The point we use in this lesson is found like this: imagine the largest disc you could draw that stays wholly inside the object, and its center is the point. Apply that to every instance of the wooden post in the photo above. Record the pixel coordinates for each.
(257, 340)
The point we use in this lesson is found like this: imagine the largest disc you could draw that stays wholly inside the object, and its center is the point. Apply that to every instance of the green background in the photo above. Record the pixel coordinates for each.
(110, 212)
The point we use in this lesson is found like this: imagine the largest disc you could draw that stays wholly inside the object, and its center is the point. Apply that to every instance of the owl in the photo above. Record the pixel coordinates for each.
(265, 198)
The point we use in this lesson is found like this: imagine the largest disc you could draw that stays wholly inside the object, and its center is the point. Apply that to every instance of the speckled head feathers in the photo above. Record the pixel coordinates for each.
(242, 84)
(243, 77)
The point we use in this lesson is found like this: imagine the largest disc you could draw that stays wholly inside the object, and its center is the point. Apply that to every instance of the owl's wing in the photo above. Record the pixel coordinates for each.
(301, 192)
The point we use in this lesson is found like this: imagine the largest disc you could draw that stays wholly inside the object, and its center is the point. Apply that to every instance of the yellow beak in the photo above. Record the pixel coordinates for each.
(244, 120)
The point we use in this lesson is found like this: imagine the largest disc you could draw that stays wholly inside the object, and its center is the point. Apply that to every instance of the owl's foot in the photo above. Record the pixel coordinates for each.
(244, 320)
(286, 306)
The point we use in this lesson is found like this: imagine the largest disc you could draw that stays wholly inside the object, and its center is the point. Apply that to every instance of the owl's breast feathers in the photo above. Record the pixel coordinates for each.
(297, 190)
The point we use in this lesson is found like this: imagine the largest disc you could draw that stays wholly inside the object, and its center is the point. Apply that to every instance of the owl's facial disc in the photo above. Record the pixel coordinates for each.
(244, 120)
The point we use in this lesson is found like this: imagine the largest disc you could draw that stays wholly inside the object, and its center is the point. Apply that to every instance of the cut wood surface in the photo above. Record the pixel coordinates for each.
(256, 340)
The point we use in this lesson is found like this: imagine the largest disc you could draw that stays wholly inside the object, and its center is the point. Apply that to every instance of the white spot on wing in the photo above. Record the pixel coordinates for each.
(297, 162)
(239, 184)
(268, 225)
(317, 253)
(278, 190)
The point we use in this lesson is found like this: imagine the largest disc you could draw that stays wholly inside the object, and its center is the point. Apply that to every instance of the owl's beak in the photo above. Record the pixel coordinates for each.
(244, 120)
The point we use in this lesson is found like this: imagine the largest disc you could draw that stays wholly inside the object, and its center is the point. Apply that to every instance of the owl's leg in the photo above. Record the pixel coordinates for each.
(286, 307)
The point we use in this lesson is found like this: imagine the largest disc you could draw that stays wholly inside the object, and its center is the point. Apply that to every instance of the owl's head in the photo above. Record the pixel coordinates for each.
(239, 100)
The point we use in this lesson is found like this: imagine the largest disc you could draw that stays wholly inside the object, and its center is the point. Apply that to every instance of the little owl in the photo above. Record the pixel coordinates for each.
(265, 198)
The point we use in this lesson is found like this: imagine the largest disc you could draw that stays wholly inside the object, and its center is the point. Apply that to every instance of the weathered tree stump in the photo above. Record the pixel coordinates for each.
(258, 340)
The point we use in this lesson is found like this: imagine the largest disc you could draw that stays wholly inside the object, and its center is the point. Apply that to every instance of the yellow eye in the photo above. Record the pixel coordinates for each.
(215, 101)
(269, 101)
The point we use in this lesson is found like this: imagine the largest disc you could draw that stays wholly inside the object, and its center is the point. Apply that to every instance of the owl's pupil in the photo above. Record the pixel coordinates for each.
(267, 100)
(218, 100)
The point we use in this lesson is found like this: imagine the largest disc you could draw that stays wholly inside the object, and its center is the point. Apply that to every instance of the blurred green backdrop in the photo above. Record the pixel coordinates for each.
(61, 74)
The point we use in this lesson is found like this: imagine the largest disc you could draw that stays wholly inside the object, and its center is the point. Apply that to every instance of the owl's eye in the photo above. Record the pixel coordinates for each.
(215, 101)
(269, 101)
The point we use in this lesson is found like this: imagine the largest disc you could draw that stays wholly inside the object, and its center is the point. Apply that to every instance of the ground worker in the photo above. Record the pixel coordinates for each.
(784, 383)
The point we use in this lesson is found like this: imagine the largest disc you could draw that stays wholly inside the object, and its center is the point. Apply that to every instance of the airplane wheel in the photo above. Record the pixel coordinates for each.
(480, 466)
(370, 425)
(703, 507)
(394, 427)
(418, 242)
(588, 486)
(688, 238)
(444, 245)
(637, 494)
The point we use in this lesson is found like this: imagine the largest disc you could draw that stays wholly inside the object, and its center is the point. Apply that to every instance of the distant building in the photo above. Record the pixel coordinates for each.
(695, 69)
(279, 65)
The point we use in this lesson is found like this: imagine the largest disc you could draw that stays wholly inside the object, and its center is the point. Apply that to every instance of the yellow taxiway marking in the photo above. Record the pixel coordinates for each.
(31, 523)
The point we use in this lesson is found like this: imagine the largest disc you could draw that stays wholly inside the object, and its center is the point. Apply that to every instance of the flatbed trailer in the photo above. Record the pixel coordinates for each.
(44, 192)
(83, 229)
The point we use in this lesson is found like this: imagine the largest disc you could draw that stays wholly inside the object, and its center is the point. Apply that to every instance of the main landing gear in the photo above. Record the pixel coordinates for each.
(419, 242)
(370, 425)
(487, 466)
+ + + + + + +
Write the data from above out again, exactly.

EXERCISE SOLUTION:
The point we use in this lesson is found like this: imagine the largest disc you could draw that stays wholly inside the object, and its center is the point. Apply that to every instance of the wooden post in the photo above. Record the pixel coordinates for each.
(257, 340)
The point we use in this lesson is found like this: imagine the largest disc you could draw that stays wholly inside the object, and its center is the point. Apply that to every instance of the green background in the photo above. Record the pixel coordinates for each.
(110, 212)
The point we use in this lesson is found like this: imagine the largest disc you could draw that stays wholly inside the object, and its center is the point. Apply that to every instance of the owl in the photo above. Record the pixel coordinates for each.
(265, 198)
The point we use in this lesson is found like this: imagine the largest disc you could draw that stays wholly inside the object, and its center is the point. Apply that to every instance of the speckled head feathers in the photo above. Record the pixel coordinates for each.
(242, 84)
(243, 77)
The point we use in this lesson is found like this: imagine the largest disc you could draw that stays wholly inside the object, and its center is the point. Apply that to every instance of the owl's wing in the photo above. Record the pixel coordinates for each.
(301, 192)
The point we use in this lesson is found like this: imagine the largest disc you could draw that stays wholly inside the object, and its center is the point. Apply that to every instance of the yellow beak in the photo above. Record the pixel coordinates for each.
(244, 120)
The point we use in this lesson is found like this: imagine the largest disc you could draw that stays wholly inside the object, and its center is the point. Apply that to every instance of the owl's foot in the photo above. Record the pixel coordinates for each.
(244, 320)
(286, 306)
The point we use in this lesson is found like this: imagine the largest disc you could draw that stays wholly inside the object, and its center is the point. Apply that to every instance of the owl's breast feathers in the photo above. Record the pixel coordinates for each.
(297, 190)
The point we use in this lesson is found like this: imagine the largest disc you could draw that stays wholly inside the object, and its center is the point. Apply that to every instance of the owl's facial disc in the photo above. Record the pixel coordinates for each.
(244, 120)
The point we use in this lesson is found like this: imagine the largest disc you could draw that stays wholly inside the object, and its center is the point. Apply that to every instance of the cut wood surface in the photo above. Record the pixel coordinates for each.
(256, 340)
The point we use in this lesson is found like this: imagine the largest disc you could draw that stays wholly inside the object, and its center is the point. Apply that to every instance of the white spot on wing in the photo above. Record the pixel coordinates for each.
(297, 162)
(239, 184)
(268, 225)
(317, 253)
(278, 190)
The point we use in this lesson is found like this: imagine the largest disc you could draw that stays wholly inside the object, and its center is the point. Apply that to every instance of the owl's beak in the photo above. Record the pixel coordinates for each.
(244, 120)
The point we use in this lesson is found like this: imagine the largest disc you could draw that stays wholly inside the object, and its center is the point. Apply that to every instance of the owl's leg in the photo above. Record the pixel coordinates for each.
(286, 307)
The point we use in this lesson is found like this: imagine the largest disc you could draw that stays wholly inside the object, and its center is the point. Apply that to every instance of the owl's head in the photo above. Record the pixel coordinates for each.
(239, 100)
The point we use in this lesson is found like this: imagine the largest disc you could draw that stays wholly inside the object, and its center is the point. Apply that to every instance of the little owl in the photo above. Record the pixel coordinates for each.
(265, 198)
The point we use in this lesson is found like this: imagine the largest disc you could draw that stays wholly inside the object, and its center is the point. Apply that to every instance of the weathered tree stump in the photo above. Record the pixel coordinates for each.
(258, 340)
The point we use in this lesson is found like this: imagine the largest disc you could draw that stays wholly inside the object, and its center is the point. Apply that to every instance of the yellow eye in the photo above. Record the pixel coordinates for each.
(215, 101)
(269, 101)
The point we use in this lesson is found like this: imagine the largest disc you could draw that stays wholly inside the object, and its center is the point. Apply that to every instance of the owl's pupil in the photo above. Record the pixel coordinates for each.
(267, 100)
(218, 100)
The point we use in this lesson is found like this: imagine the largest disc you could draw that stays wholly inside the object, and its center is the point. Apply that to every instance of the blurred green backdrop in the photo above. Record the pixel coordinates for each.
(61, 74)
The point we use in this lesson is found like this: imagine the largest disc you could draw that stays wholly inside the object, and its center is the point. Apply that to every instance of the owl's eye in the photo above. Record the pixel coordinates for each.
(215, 101)
(269, 101)
The point we use in this lesson is found like this: imagine the largest disc you could draw that stays wholly inside the object, and its center is the point. Apply that to every instance of the ground worker in the photo above. Record the pixel coordinates for each.
(784, 383)
The point we use in this lesson is found like this: imagine the largest disc you could draw that stays wholly inside the object, and its center is the point. Apply that to every instance of the airplane wheel in the photo above. Record the pixel coordinates for each.
(480, 466)
(370, 425)
(703, 507)
(394, 427)
(418, 242)
(588, 486)
(688, 238)
(444, 245)
(637, 494)
The point we use in this lesson is found like this: imagine the largest disc you could draw that stays wholly inside the object, and its center is the point. Apply that to every instance of the distant building in the photo above. Record the pixel coordinates for each.
(695, 69)
(279, 65)
The point we use in this lesson is found like this: imagine the largest disc you could draw that stays wholly inside the object, and its center is the point. Apply that to every instance of the yellow taxiway marking in the photo above. Record the pixel coordinates for each.
(31, 523)
The point we use in this lesson is found like this: imagine the largest disc you could draw that stays wholly inside the object, and its center is the point. Apply that to every instance of the flatbed trailer in the photo above. Record the pixel coordinates for each.
(44, 192)
(83, 229)
The point we use in this lesson is found like this: imagine the largest disc you could draw that stays wholly inside the object, and its center is the point. Apply that to every instance of the main landing gear in the photo above. Record the pixel coordinates for each.
(419, 242)
(370, 425)
(487, 466)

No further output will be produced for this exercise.